> _To do_
Please list, in order of appearance, every number written with a comma in the newspaper excerpt below.

*** Selected excerpt

The paper is also publishing materials from the Little Tokyo Service Center on local small business collaborations or how seniors can get meals through a community program. And obituaries, long Rafu’s most read items, have been becoming longer and more poignant as readers cannot have services for loved ones in person.
Among the biggest challenges facing Rafu is securing an audience that can sustain it in a community with low levels of immigration compared with other Asian communities. There are currently around 40,000 Japanese immigrants living in Los Angeles and 360,000 in the U.S. as a whole. Most other Japanese-American print media, including all of Rafu’s local competitors, have ceased publication.
In 2016, the paid print circulation of the family-owned daily had dropped to 7,800 from a peak of 23,000 in the late 1980s. The eNewspaper subscription drive saved the paper, bringing in tens of thousands of dollars and a new way to connect to readers. “If we didn’t have the online subscription program, we would not have survived,” said Michael Komai, publisher and president.

******
*** Information supplied

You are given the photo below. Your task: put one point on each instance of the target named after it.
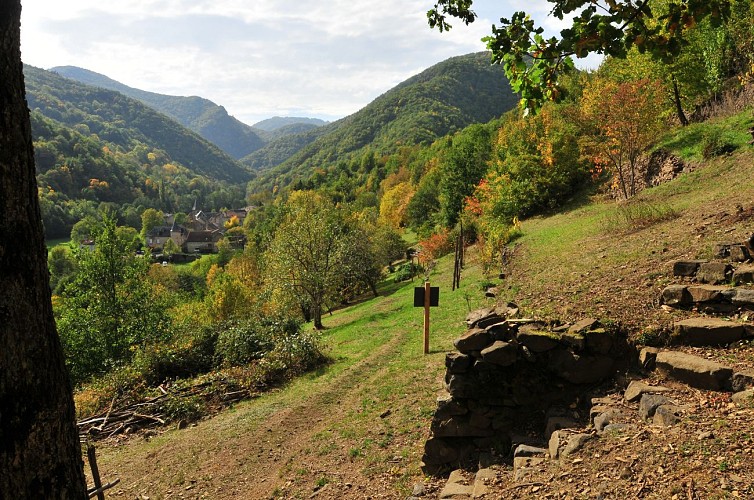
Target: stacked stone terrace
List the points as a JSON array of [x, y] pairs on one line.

******

> _Task result_
40,000
360,000
7,800
23,000